#### Exercise aim:
Quote the material below verbatim, starting at the line that contains "Tag every instance of the tulle" and continuing through its final line, with both of those lines included.

┌─ Material shown

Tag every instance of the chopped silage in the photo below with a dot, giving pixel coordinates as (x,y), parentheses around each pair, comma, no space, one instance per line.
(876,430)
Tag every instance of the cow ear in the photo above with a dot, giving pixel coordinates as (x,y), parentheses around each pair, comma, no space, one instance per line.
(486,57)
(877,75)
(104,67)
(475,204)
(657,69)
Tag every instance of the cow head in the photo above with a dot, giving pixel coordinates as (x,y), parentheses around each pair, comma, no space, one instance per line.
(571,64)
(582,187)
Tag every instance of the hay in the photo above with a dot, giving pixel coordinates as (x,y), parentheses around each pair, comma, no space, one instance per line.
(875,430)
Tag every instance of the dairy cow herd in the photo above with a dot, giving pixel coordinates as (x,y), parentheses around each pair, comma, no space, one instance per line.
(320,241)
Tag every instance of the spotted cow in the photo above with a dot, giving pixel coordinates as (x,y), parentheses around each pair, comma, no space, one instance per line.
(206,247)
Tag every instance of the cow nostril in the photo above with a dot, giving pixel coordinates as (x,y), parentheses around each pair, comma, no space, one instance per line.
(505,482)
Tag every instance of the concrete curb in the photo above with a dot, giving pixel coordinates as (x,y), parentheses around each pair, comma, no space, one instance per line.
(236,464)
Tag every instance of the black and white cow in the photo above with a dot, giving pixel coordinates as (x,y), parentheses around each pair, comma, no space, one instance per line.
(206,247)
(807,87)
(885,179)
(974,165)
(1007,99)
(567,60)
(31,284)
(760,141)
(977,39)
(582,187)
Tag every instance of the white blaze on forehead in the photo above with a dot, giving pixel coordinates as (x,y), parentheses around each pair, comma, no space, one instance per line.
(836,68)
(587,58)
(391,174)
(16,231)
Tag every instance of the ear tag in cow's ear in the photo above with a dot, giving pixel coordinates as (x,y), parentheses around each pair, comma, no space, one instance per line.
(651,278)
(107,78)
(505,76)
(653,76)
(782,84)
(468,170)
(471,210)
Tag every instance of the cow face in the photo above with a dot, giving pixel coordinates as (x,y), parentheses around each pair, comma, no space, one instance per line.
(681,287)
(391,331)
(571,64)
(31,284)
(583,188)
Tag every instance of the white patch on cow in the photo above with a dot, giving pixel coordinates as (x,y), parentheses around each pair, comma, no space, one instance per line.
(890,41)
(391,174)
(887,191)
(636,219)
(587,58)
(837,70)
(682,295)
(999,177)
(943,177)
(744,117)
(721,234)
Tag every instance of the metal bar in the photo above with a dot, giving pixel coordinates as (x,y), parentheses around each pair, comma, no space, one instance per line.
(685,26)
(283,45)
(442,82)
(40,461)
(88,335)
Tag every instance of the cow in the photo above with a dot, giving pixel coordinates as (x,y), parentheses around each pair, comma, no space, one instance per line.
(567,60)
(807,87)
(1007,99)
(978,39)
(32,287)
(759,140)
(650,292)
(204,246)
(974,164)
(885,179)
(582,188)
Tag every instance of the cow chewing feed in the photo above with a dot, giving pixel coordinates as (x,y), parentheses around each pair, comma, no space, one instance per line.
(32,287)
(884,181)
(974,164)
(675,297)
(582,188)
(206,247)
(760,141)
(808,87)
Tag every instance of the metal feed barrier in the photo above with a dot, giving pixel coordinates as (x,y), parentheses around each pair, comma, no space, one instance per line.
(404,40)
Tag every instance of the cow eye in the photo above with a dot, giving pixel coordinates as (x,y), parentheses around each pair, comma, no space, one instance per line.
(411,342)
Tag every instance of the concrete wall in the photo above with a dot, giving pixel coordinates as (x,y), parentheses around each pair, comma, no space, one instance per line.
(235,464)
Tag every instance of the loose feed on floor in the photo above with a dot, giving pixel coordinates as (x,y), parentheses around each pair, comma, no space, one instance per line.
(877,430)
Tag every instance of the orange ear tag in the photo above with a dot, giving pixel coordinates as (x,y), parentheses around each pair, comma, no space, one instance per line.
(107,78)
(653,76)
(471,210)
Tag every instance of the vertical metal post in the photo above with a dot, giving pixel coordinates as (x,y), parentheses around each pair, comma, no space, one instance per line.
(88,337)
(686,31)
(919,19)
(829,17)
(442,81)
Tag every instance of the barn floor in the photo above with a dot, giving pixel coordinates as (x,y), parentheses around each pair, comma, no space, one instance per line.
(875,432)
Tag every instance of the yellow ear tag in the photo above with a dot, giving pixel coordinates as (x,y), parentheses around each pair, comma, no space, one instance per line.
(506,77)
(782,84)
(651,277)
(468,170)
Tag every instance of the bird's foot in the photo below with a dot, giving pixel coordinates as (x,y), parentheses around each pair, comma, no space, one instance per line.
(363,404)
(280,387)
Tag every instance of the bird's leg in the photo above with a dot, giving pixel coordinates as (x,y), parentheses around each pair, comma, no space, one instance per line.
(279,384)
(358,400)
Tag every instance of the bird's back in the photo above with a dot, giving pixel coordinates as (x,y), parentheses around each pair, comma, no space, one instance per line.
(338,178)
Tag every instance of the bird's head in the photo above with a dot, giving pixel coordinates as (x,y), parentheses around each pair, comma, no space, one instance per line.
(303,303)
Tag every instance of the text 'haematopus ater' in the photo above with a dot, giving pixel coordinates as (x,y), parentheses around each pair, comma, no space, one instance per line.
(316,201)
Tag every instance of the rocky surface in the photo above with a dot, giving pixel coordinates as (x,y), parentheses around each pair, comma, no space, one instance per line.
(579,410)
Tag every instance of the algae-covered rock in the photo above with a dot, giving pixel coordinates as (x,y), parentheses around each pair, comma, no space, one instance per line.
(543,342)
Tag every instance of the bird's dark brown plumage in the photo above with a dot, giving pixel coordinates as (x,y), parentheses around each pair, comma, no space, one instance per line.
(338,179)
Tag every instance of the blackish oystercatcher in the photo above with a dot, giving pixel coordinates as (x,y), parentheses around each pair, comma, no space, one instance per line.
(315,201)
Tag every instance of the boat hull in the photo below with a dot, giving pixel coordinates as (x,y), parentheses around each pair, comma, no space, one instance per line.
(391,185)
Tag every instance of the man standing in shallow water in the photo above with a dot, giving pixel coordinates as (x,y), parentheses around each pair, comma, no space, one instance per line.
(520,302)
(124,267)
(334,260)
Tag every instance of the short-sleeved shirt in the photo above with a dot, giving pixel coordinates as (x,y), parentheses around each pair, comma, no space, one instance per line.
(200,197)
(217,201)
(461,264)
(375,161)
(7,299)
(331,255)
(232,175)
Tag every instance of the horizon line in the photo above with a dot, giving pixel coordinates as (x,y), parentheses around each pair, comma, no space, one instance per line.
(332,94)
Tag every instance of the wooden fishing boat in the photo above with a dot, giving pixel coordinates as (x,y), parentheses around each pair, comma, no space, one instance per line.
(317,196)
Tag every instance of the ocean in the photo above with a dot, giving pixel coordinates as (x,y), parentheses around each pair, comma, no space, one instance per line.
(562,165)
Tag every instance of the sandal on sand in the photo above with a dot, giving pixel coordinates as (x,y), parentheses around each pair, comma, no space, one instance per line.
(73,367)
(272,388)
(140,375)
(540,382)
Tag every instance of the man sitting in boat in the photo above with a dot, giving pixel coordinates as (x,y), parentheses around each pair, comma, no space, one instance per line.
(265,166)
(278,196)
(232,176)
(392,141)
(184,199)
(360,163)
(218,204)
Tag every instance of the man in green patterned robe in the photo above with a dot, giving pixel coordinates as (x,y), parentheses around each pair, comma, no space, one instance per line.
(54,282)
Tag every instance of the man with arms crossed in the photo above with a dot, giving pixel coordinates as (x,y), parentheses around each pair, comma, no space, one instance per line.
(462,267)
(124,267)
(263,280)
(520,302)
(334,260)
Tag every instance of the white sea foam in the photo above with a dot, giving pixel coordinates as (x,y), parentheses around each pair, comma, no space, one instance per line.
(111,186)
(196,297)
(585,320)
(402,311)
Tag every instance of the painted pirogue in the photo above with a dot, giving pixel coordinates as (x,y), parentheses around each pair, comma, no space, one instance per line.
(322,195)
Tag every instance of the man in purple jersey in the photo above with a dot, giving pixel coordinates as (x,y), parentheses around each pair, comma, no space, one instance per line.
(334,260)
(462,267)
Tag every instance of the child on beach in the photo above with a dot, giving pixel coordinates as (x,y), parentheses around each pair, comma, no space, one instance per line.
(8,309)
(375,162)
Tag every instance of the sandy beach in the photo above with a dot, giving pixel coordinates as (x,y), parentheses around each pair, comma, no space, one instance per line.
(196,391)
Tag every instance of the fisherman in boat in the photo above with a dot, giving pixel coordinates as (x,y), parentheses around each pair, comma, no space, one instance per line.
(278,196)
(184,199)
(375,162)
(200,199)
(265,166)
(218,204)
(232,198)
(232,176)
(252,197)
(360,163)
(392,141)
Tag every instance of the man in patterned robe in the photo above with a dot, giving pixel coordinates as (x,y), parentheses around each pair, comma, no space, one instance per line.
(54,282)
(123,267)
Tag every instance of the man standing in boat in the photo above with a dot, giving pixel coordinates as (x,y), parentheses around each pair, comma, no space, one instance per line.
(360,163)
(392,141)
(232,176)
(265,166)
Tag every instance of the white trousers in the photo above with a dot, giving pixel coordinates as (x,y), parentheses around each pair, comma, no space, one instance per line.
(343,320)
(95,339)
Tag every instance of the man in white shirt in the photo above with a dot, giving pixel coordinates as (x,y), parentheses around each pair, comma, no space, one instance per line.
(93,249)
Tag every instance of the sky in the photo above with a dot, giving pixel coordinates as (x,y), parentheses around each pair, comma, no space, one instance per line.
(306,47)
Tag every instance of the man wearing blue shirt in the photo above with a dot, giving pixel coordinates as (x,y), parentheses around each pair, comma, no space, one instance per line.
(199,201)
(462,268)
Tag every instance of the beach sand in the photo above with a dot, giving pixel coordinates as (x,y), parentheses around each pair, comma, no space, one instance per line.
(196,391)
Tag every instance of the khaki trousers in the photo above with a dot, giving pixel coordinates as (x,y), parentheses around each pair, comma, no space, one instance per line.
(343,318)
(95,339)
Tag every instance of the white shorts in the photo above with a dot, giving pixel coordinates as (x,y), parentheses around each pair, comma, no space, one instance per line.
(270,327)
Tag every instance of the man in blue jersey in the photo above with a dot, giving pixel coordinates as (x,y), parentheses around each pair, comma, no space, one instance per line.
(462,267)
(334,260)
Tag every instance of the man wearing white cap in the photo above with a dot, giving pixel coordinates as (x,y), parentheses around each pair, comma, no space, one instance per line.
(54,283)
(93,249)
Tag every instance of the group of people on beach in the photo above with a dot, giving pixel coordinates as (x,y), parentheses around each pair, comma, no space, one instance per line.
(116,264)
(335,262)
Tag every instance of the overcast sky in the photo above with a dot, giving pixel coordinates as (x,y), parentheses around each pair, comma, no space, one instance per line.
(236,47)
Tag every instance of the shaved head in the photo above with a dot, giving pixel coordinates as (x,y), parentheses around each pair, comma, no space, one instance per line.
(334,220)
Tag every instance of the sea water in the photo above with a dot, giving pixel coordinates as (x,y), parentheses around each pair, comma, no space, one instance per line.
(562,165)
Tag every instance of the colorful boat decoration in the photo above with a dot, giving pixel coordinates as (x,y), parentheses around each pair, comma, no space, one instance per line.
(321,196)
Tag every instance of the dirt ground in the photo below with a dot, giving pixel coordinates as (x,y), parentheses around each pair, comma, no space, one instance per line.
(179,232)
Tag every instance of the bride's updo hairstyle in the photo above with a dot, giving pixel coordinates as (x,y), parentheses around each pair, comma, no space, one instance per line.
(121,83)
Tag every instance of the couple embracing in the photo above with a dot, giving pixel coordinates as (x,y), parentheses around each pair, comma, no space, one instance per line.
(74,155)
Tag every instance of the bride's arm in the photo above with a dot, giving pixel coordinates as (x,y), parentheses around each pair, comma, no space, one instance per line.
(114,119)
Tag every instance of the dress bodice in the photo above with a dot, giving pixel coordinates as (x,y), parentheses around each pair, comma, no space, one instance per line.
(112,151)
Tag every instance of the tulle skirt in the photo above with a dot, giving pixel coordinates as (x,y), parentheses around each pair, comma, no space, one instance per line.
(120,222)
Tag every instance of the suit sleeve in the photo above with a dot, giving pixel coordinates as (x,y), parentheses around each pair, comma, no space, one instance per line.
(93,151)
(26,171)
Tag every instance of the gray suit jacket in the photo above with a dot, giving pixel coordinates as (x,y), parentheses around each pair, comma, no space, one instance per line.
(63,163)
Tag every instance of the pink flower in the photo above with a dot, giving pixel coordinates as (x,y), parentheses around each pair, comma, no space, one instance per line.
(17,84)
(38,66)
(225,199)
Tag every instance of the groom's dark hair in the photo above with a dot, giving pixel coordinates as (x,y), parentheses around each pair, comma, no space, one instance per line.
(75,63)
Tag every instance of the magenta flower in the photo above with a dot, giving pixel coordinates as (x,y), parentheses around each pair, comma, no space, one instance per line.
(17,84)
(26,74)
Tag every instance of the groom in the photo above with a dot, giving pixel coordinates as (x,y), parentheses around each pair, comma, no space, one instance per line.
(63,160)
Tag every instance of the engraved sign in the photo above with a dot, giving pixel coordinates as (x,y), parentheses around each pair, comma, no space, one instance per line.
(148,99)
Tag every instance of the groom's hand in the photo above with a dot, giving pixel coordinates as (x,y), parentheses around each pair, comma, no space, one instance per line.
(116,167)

└─

#### Final result:
Tag every instance of the tulle skirt in the photo above with a dot, giving pixel coordinates as (x,y), parentheses around each pair, comma, no space, one instance per line.
(120,222)
Tag every instance of the suit sleeve in the photo above with a dot, giving pixel coordinates as (x,y), parentheses around each pair, comma, no space, one instance per line.
(93,151)
(26,171)
Tag every instance of the gray suit jacket in the photo above with a dot, giving pixel coordinates as (x,y), parentheses around each pair, comma, no space, one instance per line.
(63,163)
Tag every instance of the pink flower in the photo above with a dot, giving pixel coordinates as (x,y), parentheses around each pair, comma, no space, one instance per line.
(17,84)
(38,66)
(225,199)
Tag every instance of the groom's dark hair in the photo above with a dot, giving pixel coordinates as (x,y), parentheses around each pair, comma, no space, one instance per line.
(75,63)
Tag every instance of the magenta flower in the photo above with a dot, giving pixel coordinates as (x,y), parentheses around each pair, comma, no space, one instance per line.
(17,84)
(26,74)
Tag every instance of the groom in the photo above with a dot, giving pixel coordinates as (x,y), parentheses around each pair, comma, no space, one instance per line.
(63,160)
Tag every instance of the engraved sign in the photo above with a dot, giving pixel coordinates as (x,y), parentheses around each pair, comma, no space, one instance per line.
(148,99)
Tag every instance of the groom's hand in the photo above with a dot, giving pixel coordinates as (x,y), parentheses around each pair, comma, no space, one instance per line.
(116,167)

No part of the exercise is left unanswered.